Passage given:
(begin)
Service prices—covering entertainment, transportation, healthcare, childcare, and housing—have also continued to rise at an elevated pace.
Housing costs present a particularly daunting reality for many. The median home sales price in the U.S. is over $400,000 — up from around $300,000 just five years ago. Childcare costs families thousands of dollars yearly. Healthcare expenses are expected to rise steeply for many Americans next year.
### Public Sentiment and Economic Challenges
“People are broadly feeling pretty negative about the economy,” says Joanne Hsu, director of consumer surveys at the University of Michigan.
Consumers are “perfectly aware” that inflation rates have fallen. Still, even if goods aren’t rising in price as quickly, memories of previous sticker shock remain aggravating. Add to that the worry that tariffs mean we’re not out of the woods regarding future price hikes.
Another important factor is weakening incomes. Many people are concerned about job security, labor market conditions, and stagnant paychecks. In the University of Michigan’s November survey, 29% of respondents cited softer incomes as a negative for their personal finances, up from 20% just a month prior.
Although average wages for many workers still outpace inflation, the job market itself is stagnant, with many employees stuck in place. Michael Madowitz, principal economist at the Roosevelt Institute, explains that while entry-level workers are frustrated after hundreds of interviews, another, quieter group of workers who relied on job-hopping for raises no longer have that option.
“That’s actually neither great for them nor for their employers,” Madowitz says.
The takeaway? People are tired of being surprised by rising prices and increasingly annoyed that their incomes aren’t stretching as far.
### The Political Fallout
A Washington Post-ABC News-Pisos poll from October found 71% of American adults say they’re spending more on groceries compared to a year ago.
Many consumers had hoped prices would fall, not realizing that in many cases, the best outcome would be prices stabilizing rather than dropping.
“Tedeschi notes, “As a former Biden administration official, I can say we learned the hard way that consumers do not distinguish between price levels and inflation.”
When people get angry, they seek someone to blame. This time, it’s Trump. The WaPo-ABC poll found 59% believe the president is responsible for current inflation levels.
A Quinnipiac poll from October revealed only 38% of Americans approve of Trump’s handling of the economy — his lowest point since February 2017.
“I think the American people realize that’s just not a priority for this administration,” says Konczal.
### Trump’s Response and Policy Moves
Trump, who campaigned on “making America affordable again,” has struggled to counter growing disillusionment.
In early November, during a press conference, Trump touted the reduced cost of Walmart’s Thanksgiving basket but overlooked that the 2025 edition had fewer items. He brushed off concerns about rising prices, declaring, “I don’t want to hear about the affordability.”
(end)
Task a: Recast the records as a Markdown table with the columns "No." and "Entry," one row per line and blank lines left out. Cover only the lines from the one containing "Keep to these rules. Indicate every instance of the stroller" through the end of the records, both included.

Stored rows:
(begin)
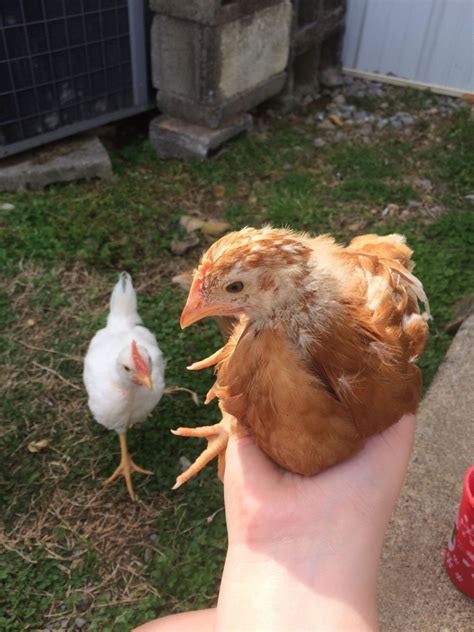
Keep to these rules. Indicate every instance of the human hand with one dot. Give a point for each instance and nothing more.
(265, 502)
(304, 552)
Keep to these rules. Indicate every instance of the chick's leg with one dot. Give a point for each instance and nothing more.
(217, 438)
(126, 467)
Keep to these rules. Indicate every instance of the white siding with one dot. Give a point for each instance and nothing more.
(429, 42)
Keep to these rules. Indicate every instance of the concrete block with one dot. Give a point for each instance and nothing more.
(210, 12)
(207, 74)
(83, 157)
(173, 138)
(316, 43)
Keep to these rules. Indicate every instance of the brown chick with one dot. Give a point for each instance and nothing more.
(324, 353)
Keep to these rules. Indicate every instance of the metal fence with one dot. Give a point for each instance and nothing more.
(69, 65)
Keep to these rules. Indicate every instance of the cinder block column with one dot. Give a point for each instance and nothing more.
(214, 60)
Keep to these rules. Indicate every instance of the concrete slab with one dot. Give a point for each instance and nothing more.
(173, 138)
(73, 159)
(414, 590)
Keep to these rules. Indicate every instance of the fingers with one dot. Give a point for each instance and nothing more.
(247, 465)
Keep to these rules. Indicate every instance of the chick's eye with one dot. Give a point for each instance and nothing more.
(235, 287)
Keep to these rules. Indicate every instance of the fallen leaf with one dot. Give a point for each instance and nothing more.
(37, 446)
(214, 228)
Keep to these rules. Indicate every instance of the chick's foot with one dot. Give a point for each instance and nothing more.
(217, 438)
(126, 467)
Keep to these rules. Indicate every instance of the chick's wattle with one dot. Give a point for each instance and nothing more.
(323, 354)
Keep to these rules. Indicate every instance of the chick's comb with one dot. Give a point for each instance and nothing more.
(205, 265)
(140, 364)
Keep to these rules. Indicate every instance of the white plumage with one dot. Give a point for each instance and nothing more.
(123, 372)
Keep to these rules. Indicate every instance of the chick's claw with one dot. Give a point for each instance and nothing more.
(217, 437)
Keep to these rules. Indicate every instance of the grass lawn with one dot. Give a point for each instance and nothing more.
(73, 549)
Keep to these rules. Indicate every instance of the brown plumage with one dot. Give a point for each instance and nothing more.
(324, 353)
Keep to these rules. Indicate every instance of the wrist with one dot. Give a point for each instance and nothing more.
(297, 585)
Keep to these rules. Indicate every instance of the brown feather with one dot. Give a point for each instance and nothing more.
(312, 379)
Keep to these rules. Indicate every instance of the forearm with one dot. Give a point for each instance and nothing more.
(298, 587)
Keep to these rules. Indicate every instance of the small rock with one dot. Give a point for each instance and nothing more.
(361, 117)
(391, 210)
(396, 123)
(219, 190)
(181, 246)
(331, 77)
(184, 280)
(336, 120)
(214, 228)
(407, 119)
(148, 556)
(424, 183)
(184, 463)
(326, 124)
(190, 224)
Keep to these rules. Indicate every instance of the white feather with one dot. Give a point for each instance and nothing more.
(114, 403)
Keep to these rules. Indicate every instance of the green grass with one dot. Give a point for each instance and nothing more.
(60, 252)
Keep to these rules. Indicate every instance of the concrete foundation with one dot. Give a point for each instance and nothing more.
(83, 157)
(174, 138)
(214, 60)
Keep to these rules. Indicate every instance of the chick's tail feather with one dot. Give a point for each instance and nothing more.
(123, 302)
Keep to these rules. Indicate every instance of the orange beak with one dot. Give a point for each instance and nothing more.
(196, 307)
(145, 380)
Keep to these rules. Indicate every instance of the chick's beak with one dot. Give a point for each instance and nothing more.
(195, 309)
(146, 381)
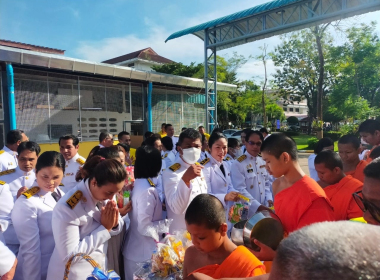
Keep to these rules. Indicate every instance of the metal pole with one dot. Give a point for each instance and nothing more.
(11, 96)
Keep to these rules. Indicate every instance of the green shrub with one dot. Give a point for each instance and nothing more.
(312, 143)
(334, 135)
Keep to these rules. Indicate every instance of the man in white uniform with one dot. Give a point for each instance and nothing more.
(8, 155)
(249, 175)
(15, 181)
(170, 132)
(68, 146)
(184, 180)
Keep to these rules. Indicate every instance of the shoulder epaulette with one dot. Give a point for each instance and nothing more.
(151, 182)
(241, 158)
(74, 199)
(9, 171)
(175, 167)
(80, 161)
(203, 162)
(32, 191)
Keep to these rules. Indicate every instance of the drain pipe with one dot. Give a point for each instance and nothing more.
(11, 96)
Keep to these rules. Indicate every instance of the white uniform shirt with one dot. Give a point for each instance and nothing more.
(7, 259)
(169, 158)
(8, 159)
(146, 212)
(32, 220)
(16, 179)
(217, 184)
(252, 180)
(71, 169)
(79, 230)
(178, 195)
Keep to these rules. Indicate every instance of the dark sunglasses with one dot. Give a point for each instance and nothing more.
(365, 205)
(258, 144)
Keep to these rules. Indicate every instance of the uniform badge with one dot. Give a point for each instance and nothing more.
(175, 167)
(32, 191)
(205, 161)
(74, 199)
(241, 158)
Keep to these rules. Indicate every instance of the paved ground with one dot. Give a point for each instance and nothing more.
(303, 161)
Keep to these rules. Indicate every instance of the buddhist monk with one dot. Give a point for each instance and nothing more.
(213, 253)
(340, 187)
(370, 132)
(349, 151)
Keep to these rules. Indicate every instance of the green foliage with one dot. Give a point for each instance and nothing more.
(312, 143)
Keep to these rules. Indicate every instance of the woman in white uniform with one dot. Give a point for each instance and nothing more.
(146, 210)
(32, 217)
(86, 218)
(216, 172)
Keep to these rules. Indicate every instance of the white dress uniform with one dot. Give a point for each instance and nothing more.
(146, 212)
(251, 179)
(169, 158)
(8, 159)
(71, 169)
(32, 220)
(6, 226)
(77, 229)
(7, 259)
(178, 195)
(16, 179)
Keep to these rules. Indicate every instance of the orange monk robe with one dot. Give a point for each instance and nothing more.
(340, 195)
(304, 203)
(241, 263)
(358, 173)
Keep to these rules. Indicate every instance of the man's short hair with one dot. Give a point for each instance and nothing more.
(279, 143)
(369, 126)
(190, 133)
(329, 251)
(375, 153)
(167, 142)
(330, 159)
(206, 210)
(121, 134)
(30, 146)
(68, 137)
(372, 170)
(350, 139)
(13, 136)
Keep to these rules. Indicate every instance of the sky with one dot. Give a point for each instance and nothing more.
(98, 30)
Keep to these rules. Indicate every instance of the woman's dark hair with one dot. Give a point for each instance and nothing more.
(167, 142)
(50, 159)
(323, 143)
(148, 162)
(30, 146)
(215, 136)
(126, 147)
(103, 170)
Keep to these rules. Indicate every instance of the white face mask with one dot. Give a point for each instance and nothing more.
(238, 152)
(191, 155)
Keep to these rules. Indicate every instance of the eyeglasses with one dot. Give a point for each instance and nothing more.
(365, 205)
(258, 144)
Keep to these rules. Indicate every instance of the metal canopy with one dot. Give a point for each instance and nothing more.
(263, 21)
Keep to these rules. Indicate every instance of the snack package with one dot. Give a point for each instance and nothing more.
(239, 210)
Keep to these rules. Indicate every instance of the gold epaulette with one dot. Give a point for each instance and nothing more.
(151, 182)
(241, 158)
(74, 199)
(175, 167)
(203, 162)
(9, 171)
(32, 191)
(80, 161)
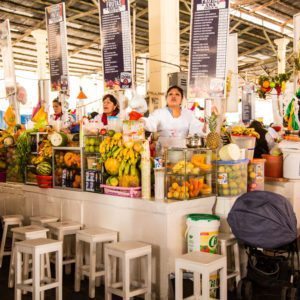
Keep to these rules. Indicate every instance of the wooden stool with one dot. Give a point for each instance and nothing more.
(92, 236)
(8, 220)
(26, 233)
(127, 251)
(63, 229)
(226, 240)
(37, 285)
(42, 220)
(204, 264)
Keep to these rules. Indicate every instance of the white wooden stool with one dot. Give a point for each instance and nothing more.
(127, 251)
(42, 220)
(200, 263)
(26, 233)
(63, 229)
(8, 220)
(93, 237)
(37, 285)
(226, 240)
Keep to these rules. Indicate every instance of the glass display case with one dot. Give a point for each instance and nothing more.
(67, 165)
(232, 177)
(36, 138)
(189, 173)
(92, 167)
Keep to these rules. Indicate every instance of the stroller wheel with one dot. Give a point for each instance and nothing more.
(244, 290)
(288, 293)
(292, 294)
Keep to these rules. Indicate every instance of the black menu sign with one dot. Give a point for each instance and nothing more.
(208, 45)
(57, 46)
(116, 44)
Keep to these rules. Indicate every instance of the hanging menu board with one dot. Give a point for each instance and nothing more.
(208, 46)
(57, 46)
(116, 44)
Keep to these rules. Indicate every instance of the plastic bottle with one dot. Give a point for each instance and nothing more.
(146, 171)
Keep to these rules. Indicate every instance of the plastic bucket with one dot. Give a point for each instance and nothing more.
(245, 142)
(2, 176)
(202, 235)
(291, 163)
(273, 166)
(202, 232)
(256, 175)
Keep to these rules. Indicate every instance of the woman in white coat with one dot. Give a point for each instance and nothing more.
(173, 123)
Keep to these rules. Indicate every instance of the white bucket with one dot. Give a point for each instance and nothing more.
(202, 235)
(291, 163)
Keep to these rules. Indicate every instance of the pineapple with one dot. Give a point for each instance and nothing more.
(213, 140)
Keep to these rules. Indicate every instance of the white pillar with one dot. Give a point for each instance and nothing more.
(281, 53)
(232, 73)
(164, 44)
(44, 82)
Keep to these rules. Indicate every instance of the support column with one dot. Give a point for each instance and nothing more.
(164, 45)
(44, 82)
(281, 53)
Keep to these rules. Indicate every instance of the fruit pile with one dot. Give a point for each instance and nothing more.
(91, 144)
(232, 179)
(121, 160)
(192, 188)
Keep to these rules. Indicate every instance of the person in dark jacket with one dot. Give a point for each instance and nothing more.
(264, 143)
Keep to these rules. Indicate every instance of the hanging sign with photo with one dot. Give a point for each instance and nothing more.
(208, 47)
(57, 46)
(116, 44)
(end)
Task b:
Answer these questions from the article on prices and public mood:
(i) In the University of Michigan's November survey, what share of respondents cited softer incomes as a negative for their personal finances?
(ii) Which poll found that only 38% of Americans approve of Trump's handling of the economy?
(iii) What is the median home sales price in the U.S.?

Worked answer a:
| No. | Entry |
|---|---|
| 1 | Keep to these rules. Indicate every instance of the stroller wheel with one dot. Give a point for each instance and nothing more. |
| 2 | (244, 290) |
| 3 | (288, 293) |
| 4 | (292, 294) |
| 5 | Keep to these rules. Indicate every instance of the black menu sign with one dot. Give a point for each instance and nothing more. |
| 6 | (208, 45) |
| 7 | (57, 46) |
| 8 | (116, 44) |
| 9 | Keep to these rules. Indicate every instance of the hanging menu board with one dot. Give a point for each instance and nothing more. |
| 10 | (208, 46) |
| 11 | (57, 46) |
| 12 | (116, 44) |
| 13 | Keep to these rules. Indicate every instance of the plastic bottle with one dot. Give a point for each instance and nothing more. |
| 14 | (146, 171) |
| 15 | Keep to these rules. Indicate every instance of the plastic bucket with one dot. Give a point for each instance and nothing more. |
| 16 | (245, 142) |
| 17 | (2, 176) |
| 18 | (202, 235) |
| 19 | (291, 163) |
| 20 | (273, 166) |
| 21 | (202, 232) |
| 22 | (256, 175) |
| 23 | Keep to these rules. Indicate every instance of the woman in white coat with one dot. Give a point for each instance and nothing more. |
| 24 | (173, 123) |
| 25 | Keep to these rules. Indicate every instance of the white bucket with one dot. Give a point for each instance and nothing more. |
| 26 | (202, 235) |
| 27 | (291, 163) |
| 28 | Keep to these rules. Indicate every instance of the pineapple with one dot. Give a point for each instance and nothing more. |
| 29 | (213, 140) |
| 30 | Keep to these rules. Indicate every instance of the white pillar with one dot. Give a point for each instance and nothing more. |
| 31 | (281, 53) |
| 32 | (232, 73) |
| 33 | (164, 44) |
| 34 | (44, 82) |
| 35 | Keep to these rules. Indicate every instance of the support column with one dot. Give a point for each instance and nothing more. |
| 36 | (164, 45) |
| 37 | (44, 82) |
| 38 | (281, 53) |
| 39 | Keep to these rules. Indicate every instance of the fruit pile with one dot. Give a point for each instance and nothing more. |
| 40 | (91, 144) |
| 41 | (232, 179) |
| 42 | (121, 160) |
| 43 | (192, 188) |
| 44 | Keep to these rules. Indicate every instance of the person in dark jacket with one dot. Give a point for each instance and nothing more. |
| 45 | (264, 143) |
| 46 | Keep to these rules. Indicate every instance of the hanging sign with photo with one dot. Give a point for each instance and nothing more. |
| 47 | (208, 47) |
| 48 | (57, 46) |
| 49 | (116, 44) |

Worked answer b:
(i) 29%, up from 20% a month earlier.
(ii) A Quinnipiac poll from October.
(iii) Over $400,000, up from around $300,000 five years ago.